* [SCHRIFTLICHE AUFGABE] Entnimm dem Dokument wortgetreu den Abschnitt von "Verkehrsrecht" bis einschließlich "nach Deutschland war.".

Zahlungshinweise / Bekanntgabe des Fahrzeuglenkers aus Österreich

16. November 2023 12:03 |
Preis: 50,00 € |

Verkehrsrecht


Beantwortet von


17:15
Wir sind eine GmbH und haben mehrere Dienstfahrzeuge, diese werden OHNE Fahrtenbücher betrieben und dürfen auch privat genutzt werden.
Nun ist ein Fahrzeug mit überhöhter Geschwindigkeit in Österreich gefahren. Anscheinend gibt es aber keine Beweisfotos, denn es steht in dem im Betreff genannten Brief: "Beweismittel: Anzeige der Polizei".

Nun haben wir nach internen Recherchen bereits ermittelt, dass der zugewiesene Nutzer mit mehreren Kollegen auf Dienstreise zurück nach Deutschland war.

* [DATENZEILEN]
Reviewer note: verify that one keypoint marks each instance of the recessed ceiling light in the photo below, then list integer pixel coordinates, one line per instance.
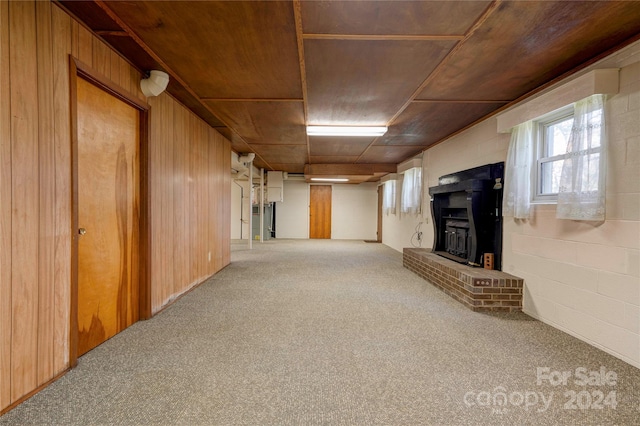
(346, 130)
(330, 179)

* * *

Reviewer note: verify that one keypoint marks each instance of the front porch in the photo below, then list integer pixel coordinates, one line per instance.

* [LÖSUNG]
Verkehrsrecht


Beantwortet von


17:15
Wir sind eine GmbH und haben mehrere Dienstfahrzeuge, diese werden OHNE Fahrtenbücher betrieben und dürfen auch privat genutzt werden.
Nun ist ein Fahrzeug mit überhöhter Geschwindigkeit in Österreich gefahren. Anscheinend gibt es aber keine Beweisfotos, denn es steht in dem im Betreff genannten Brief: "Beweismittel: Anzeige der Polizei".

Nun haben wir nach internen Recherchen bereits ermittelt, dass der zugewiesene Nutzer mit mehreren Kollegen auf Dienstreise zurück nach Deutschland war.